| STUDY TEXT |
-- -- --
It took a lot to get you here.
If you feel like a broken mess, you’re not.
You are a genetic masterpiece in every sense of the word.
Consider this:
When you were conceived, you beat 300 million other seeds to be born.
You were 20-30x smaller than a grain of salt, yet you contained half of the genetic information that makes you who you are.
Your mother’s egg was about the size of a period at the end of a sentence in an average book and it contained the other half of the genetic information that makes you who you are.
When those two came together, a 100% new genetic human being was created.
From the moment of your conception, cells began multiplying at a rate of 4,000 cells per second.
Brain cells began multiplying at a rate of 100,000 cells per second.
Some cells became heart cells, some lung cells, some brain cells.
Your body makes 2 million red blood cells per second, and you do it without ever thinking about it.
How does this happen?
-- -- --
| ENTRIES SHOWN |

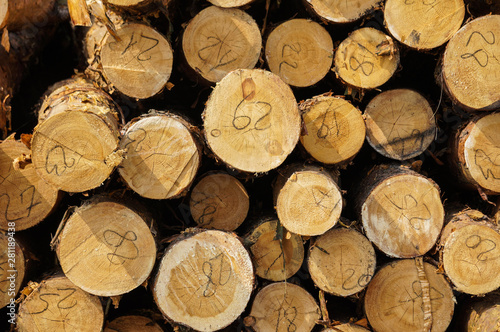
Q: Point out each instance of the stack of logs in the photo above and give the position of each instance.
(206, 166)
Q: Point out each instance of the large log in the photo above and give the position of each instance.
(423, 24)
(470, 64)
(106, 248)
(161, 155)
(251, 120)
(204, 280)
(25, 199)
(219, 40)
(56, 304)
(74, 148)
(401, 211)
(299, 51)
(409, 295)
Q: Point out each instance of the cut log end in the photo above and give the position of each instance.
(309, 203)
(220, 40)
(25, 199)
(342, 262)
(132, 323)
(204, 281)
(339, 11)
(400, 124)
(470, 259)
(57, 304)
(275, 258)
(161, 156)
(300, 51)
(13, 268)
(398, 295)
(251, 120)
(470, 68)
(335, 129)
(403, 214)
(283, 307)
(219, 201)
(140, 63)
(106, 249)
(424, 24)
(366, 59)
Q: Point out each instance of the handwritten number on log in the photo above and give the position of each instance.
(117, 242)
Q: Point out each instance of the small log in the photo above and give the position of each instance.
(474, 153)
(400, 124)
(138, 65)
(341, 262)
(339, 11)
(346, 328)
(334, 129)
(276, 254)
(408, 295)
(25, 199)
(219, 201)
(132, 323)
(251, 120)
(401, 211)
(219, 40)
(300, 51)
(480, 315)
(12, 269)
(161, 155)
(307, 199)
(230, 3)
(473, 49)
(283, 307)
(74, 148)
(15, 14)
(204, 280)
(470, 249)
(106, 248)
(366, 59)
(56, 304)
(423, 25)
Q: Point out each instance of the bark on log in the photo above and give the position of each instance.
(12, 269)
(219, 40)
(283, 307)
(299, 51)
(341, 262)
(408, 295)
(470, 66)
(366, 59)
(75, 146)
(204, 280)
(132, 323)
(475, 153)
(25, 199)
(470, 248)
(161, 155)
(338, 11)
(56, 304)
(481, 315)
(106, 248)
(219, 201)
(276, 253)
(401, 211)
(251, 120)
(138, 65)
(15, 14)
(307, 199)
(400, 124)
(424, 25)
(334, 129)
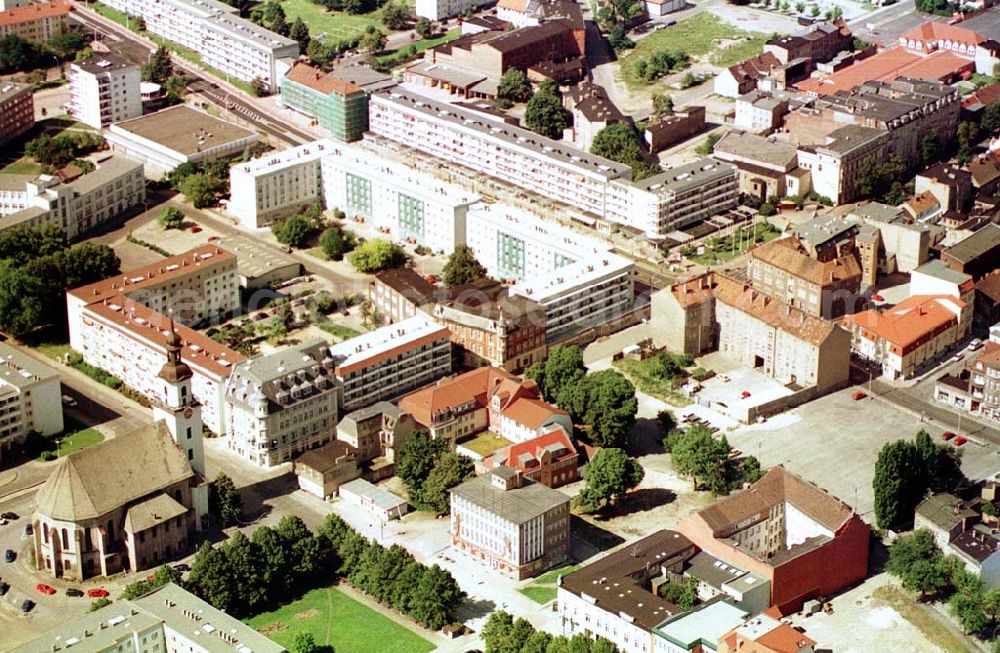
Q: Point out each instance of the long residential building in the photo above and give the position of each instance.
(120, 324)
(282, 404)
(30, 398)
(584, 182)
(82, 202)
(230, 44)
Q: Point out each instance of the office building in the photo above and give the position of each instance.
(79, 202)
(390, 361)
(176, 135)
(511, 524)
(104, 89)
(282, 404)
(17, 110)
(168, 619)
(232, 45)
(30, 399)
(35, 22)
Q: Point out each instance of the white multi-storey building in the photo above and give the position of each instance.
(120, 324)
(584, 182)
(281, 404)
(104, 89)
(30, 398)
(408, 204)
(577, 279)
(277, 184)
(116, 185)
(390, 361)
(226, 42)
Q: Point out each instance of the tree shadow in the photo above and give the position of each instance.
(641, 500)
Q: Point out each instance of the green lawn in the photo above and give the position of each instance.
(543, 589)
(485, 443)
(697, 36)
(338, 621)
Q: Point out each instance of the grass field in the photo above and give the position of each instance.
(336, 620)
(698, 36)
(543, 590)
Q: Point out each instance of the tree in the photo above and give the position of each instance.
(424, 27)
(449, 470)
(377, 255)
(544, 114)
(224, 502)
(395, 15)
(462, 267)
(199, 189)
(514, 86)
(159, 67)
(171, 217)
(336, 242)
(296, 230)
(372, 40)
(663, 105)
(609, 476)
(300, 32)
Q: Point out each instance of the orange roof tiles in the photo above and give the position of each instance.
(909, 322)
(153, 275)
(886, 66)
(33, 12)
(317, 80)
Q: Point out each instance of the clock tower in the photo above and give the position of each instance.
(176, 405)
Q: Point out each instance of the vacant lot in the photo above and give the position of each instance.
(338, 621)
(703, 37)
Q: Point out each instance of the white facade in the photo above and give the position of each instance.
(78, 206)
(277, 184)
(405, 203)
(577, 279)
(104, 89)
(226, 42)
(390, 361)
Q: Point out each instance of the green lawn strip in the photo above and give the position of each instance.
(695, 36)
(337, 620)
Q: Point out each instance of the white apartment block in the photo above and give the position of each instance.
(30, 398)
(390, 361)
(116, 185)
(282, 404)
(277, 184)
(577, 279)
(226, 42)
(104, 89)
(407, 204)
(443, 9)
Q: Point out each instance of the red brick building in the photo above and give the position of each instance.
(17, 110)
(805, 541)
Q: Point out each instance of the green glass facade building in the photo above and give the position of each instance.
(336, 104)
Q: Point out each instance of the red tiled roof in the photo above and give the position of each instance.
(33, 12)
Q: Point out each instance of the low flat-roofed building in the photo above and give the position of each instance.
(176, 135)
(168, 618)
(323, 470)
(511, 524)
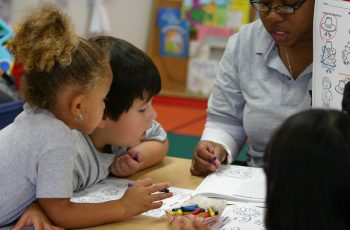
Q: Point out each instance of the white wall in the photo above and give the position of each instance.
(130, 19)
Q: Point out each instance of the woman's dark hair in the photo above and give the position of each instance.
(134, 75)
(307, 164)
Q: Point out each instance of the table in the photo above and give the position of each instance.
(173, 170)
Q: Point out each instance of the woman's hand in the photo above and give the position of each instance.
(207, 158)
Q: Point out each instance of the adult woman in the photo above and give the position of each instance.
(264, 77)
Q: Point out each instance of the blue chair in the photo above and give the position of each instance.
(9, 111)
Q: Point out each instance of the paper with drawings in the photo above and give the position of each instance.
(331, 48)
(241, 217)
(233, 182)
(114, 188)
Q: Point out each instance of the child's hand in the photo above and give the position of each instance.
(142, 196)
(127, 164)
(35, 216)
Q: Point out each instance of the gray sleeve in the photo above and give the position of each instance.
(55, 173)
(156, 132)
(226, 102)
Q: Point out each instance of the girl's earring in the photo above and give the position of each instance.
(79, 117)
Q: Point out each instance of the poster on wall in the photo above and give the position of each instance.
(331, 58)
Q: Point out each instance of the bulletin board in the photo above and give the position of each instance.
(173, 70)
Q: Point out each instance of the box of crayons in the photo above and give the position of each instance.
(199, 208)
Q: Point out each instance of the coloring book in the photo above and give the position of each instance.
(235, 183)
(331, 58)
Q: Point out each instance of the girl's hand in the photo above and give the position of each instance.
(127, 164)
(144, 196)
(35, 216)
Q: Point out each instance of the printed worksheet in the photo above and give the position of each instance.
(235, 183)
(114, 188)
(240, 216)
(331, 59)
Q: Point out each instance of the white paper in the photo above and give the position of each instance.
(114, 188)
(241, 217)
(331, 58)
(233, 182)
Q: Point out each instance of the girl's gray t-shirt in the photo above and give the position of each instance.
(36, 161)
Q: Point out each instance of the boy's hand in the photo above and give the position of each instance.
(203, 155)
(35, 216)
(127, 164)
(143, 195)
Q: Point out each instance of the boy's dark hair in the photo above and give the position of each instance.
(308, 174)
(346, 98)
(134, 75)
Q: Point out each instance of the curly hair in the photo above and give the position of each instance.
(53, 56)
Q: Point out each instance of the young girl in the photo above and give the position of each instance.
(308, 174)
(67, 79)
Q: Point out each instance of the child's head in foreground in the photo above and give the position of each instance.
(65, 74)
(308, 174)
(136, 80)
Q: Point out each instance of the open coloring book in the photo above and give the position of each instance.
(114, 188)
(235, 183)
(331, 66)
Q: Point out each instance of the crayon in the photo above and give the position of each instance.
(212, 160)
(204, 215)
(164, 190)
(211, 212)
(197, 211)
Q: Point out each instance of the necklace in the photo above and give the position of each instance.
(289, 65)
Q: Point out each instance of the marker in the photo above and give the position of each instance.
(212, 160)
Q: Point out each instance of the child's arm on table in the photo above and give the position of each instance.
(144, 155)
(34, 215)
(137, 199)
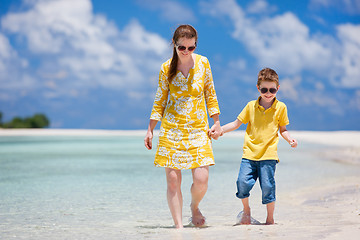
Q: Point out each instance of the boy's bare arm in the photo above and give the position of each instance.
(285, 134)
(231, 126)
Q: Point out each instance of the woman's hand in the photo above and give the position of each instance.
(215, 131)
(148, 140)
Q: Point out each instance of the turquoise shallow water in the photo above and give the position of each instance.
(107, 187)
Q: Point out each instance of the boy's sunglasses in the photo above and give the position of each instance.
-- -- --
| EXERCISE 1 |
Translate this sentence from the passage about conception into Spanish: "Brain cells began multiplying at a rate of 100,000 cells per second."
| EXERCISE 2 |
In the passage about conception, how many red blood cells does the body make per second?

| RESPONSE BOX 1 |
Las células cerebrales comenzaron a multiplicarse a un ritmo de 100.000 células por segundo.

| RESPONSE BOX 2 |
2 million red blood cells per second.